→ Exercise set:
1. Answer these questions using the mitral valve surgery passage:
(a) In what year was the first mitral valve repair procedure for mitral stenosis performed?
(b) In what year was endoscopic minimal access mitral surgery introduced?
(c) What is avoided when the mitral valve is reached through small incisions with endoscopes and robotic systems?
2. Reproduce the mitral valve surgery passage word for word, starting with "Introduction" and going on through "much as possible.".
3. Carry on the mitral valve surgery passage from the point where it stops.

→ Page extract:
"""

Introduction
Since the first mitral valve repair procedure for mitral stenosis in 1923 [1], mitral valve surgery has been evolving rapidly. Prosthetic mitral valves have been developed for mitral valve replacement, which can be performed using transcatheter access. Similarly, mitral valve repair has progressed from closed commissurotomies to open complex mitral valve repairs using artificial chords and rings. Access to the mitral valve is achieved through small incisions with the use of endoscopes and robotic systems, thus avoiding sternotomy.
Minimal access mitral surgery
Endoscopic minimal access mitral surgery
Endoscopic minimal access mitral surgery was introduced in 1996. It incorporates the use of endoscopes and instruments especially designed to minimise surgical trauma caused by the conventional access to the mitral valve through median sternotomy as much as possible.

"""

Text-to-region grounding data
"""

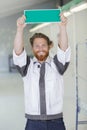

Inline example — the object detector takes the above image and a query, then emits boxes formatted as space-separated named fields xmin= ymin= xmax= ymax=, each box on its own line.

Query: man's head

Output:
xmin=30 ymin=33 xmax=52 ymax=62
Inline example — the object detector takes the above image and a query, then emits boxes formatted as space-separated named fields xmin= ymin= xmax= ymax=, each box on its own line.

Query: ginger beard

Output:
xmin=34 ymin=51 xmax=49 ymax=61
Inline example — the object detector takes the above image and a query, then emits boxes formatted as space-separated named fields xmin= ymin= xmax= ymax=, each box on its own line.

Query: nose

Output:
xmin=39 ymin=46 xmax=43 ymax=51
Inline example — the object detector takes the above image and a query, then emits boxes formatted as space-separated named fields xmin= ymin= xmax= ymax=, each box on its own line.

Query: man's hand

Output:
xmin=17 ymin=15 xmax=26 ymax=30
xmin=59 ymin=13 xmax=67 ymax=26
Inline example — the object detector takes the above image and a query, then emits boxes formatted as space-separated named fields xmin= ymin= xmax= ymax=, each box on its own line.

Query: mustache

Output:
xmin=36 ymin=51 xmax=47 ymax=53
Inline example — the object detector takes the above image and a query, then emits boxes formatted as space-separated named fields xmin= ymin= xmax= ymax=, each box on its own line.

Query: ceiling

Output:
xmin=0 ymin=0 xmax=52 ymax=17
xmin=0 ymin=0 xmax=69 ymax=18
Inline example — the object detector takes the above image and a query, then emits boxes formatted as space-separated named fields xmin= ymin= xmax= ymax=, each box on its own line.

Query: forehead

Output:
xmin=34 ymin=38 xmax=47 ymax=44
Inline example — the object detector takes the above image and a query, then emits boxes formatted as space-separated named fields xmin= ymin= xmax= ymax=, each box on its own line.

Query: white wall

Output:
xmin=30 ymin=10 xmax=87 ymax=130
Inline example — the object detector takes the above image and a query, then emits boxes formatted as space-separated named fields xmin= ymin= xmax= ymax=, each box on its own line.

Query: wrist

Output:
xmin=17 ymin=27 xmax=23 ymax=32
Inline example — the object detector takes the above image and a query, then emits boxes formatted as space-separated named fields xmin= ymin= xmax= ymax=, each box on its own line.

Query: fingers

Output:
xmin=17 ymin=15 xmax=26 ymax=27
xmin=60 ymin=13 xmax=67 ymax=25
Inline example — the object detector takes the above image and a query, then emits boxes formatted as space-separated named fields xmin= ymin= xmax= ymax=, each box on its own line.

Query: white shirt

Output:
xmin=13 ymin=47 xmax=71 ymax=119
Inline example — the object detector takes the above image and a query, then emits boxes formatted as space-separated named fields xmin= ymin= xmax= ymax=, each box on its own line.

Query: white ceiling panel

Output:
xmin=0 ymin=0 xmax=51 ymax=17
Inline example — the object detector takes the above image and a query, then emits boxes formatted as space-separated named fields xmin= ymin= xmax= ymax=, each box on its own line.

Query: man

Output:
xmin=13 ymin=13 xmax=70 ymax=130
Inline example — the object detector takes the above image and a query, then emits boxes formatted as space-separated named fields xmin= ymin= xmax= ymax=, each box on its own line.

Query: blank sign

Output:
xmin=24 ymin=9 xmax=61 ymax=24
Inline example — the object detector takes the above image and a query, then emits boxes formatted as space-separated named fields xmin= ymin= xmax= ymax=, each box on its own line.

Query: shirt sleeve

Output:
xmin=54 ymin=47 xmax=71 ymax=75
xmin=57 ymin=46 xmax=71 ymax=65
xmin=13 ymin=50 xmax=27 ymax=67
xmin=13 ymin=50 xmax=30 ymax=77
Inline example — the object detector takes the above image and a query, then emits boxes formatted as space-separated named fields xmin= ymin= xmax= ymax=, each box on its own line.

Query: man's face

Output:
xmin=32 ymin=38 xmax=49 ymax=62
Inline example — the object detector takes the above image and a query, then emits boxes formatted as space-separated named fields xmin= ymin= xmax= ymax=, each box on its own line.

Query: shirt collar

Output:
xmin=33 ymin=56 xmax=51 ymax=65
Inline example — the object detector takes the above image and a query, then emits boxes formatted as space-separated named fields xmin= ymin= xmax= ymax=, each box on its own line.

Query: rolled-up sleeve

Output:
xmin=57 ymin=47 xmax=71 ymax=65
xmin=13 ymin=50 xmax=27 ymax=67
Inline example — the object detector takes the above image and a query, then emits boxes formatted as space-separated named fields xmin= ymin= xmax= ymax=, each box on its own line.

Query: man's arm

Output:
xmin=58 ymin=13 xmax=68 ymax=51
xmin=14 ymin=15 xmax=26 ymax=55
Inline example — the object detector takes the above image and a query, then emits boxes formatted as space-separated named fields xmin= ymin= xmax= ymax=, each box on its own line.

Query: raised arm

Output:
xmin=14 ymin=15 xmax=26 ymax=55
xmin=58 ymin=13 xmax=68 ymax=51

"""

→ Per-task answers:
1.
(a) 1923
(b) 1996
(c) Sternotomy

2.
Introduction
Since the first mitral valve repair procedure for mitral stenosis in 1923 [1], mitral valve surgery has been evolving rapidly. Prosthetic mitral valves have been developed for mitral valve replacement, which can be performed using transcatheter access. Similarly, mitral valve repair has progressed from closed commissurotomies to open complex mitral valve repairs using artificial chords and rings. Access to the mitral valve is achieved through small incisions with the use of endoscopes and robotic systems, thus avoiding sternotomy.
Minimal access mitral surgery
Endoscopic minimal access mitral surgery
Endoscopic minimal access mitral surgery was introduced in 1996. It incorporates the use of endoscopes and instruments especially designed to minimise surgical trauma caused by the conventional access to the mitral valve through median sternotomy as much as possible.

3.
In a typical setting, the patient is connected to a cardiopulmonary bypass circuit through peripheral vessels. For venous drainage, internal jugular and femoral veins are used, and for arterial access the femoral artery is typically cannulated. The aorta is then clamped with the use of either a cross-clamp or an endoballoon, which acts as an occlusion device. Cardioplegic solution is then instilled into the coronary arteries and the heart is arrested in a similar manner to conventional procedures.
The mitral valve is accessed from a right lateral mini (4-6 cm) thoracotomy or even a right peri-alveolar incision. Visualisation and exposure of the mitral valve is optimised with the use of endoscopes, which can provide two-dimensional (2D) or three-dimensional (3D) images. With the use of thoracoscopic instrumentation, the mitral valve is assessed and repaired with contemporary techniques, which include ring implantation, artificial chordal replacement, leaflet resection, etc. From the same minimal access, the mitral valve can be replaced with a mechanical or a biological prosthesis.
Many concomitant procedures can also be performed using the above set-up, including tricuspid valve surgery, atrial septal defect closure, relief of hypertrophic obstructive cardiomyopathy, excision of masses such as myxomas, atrial fibrillation surgery and closure of the left atrial appendage [2].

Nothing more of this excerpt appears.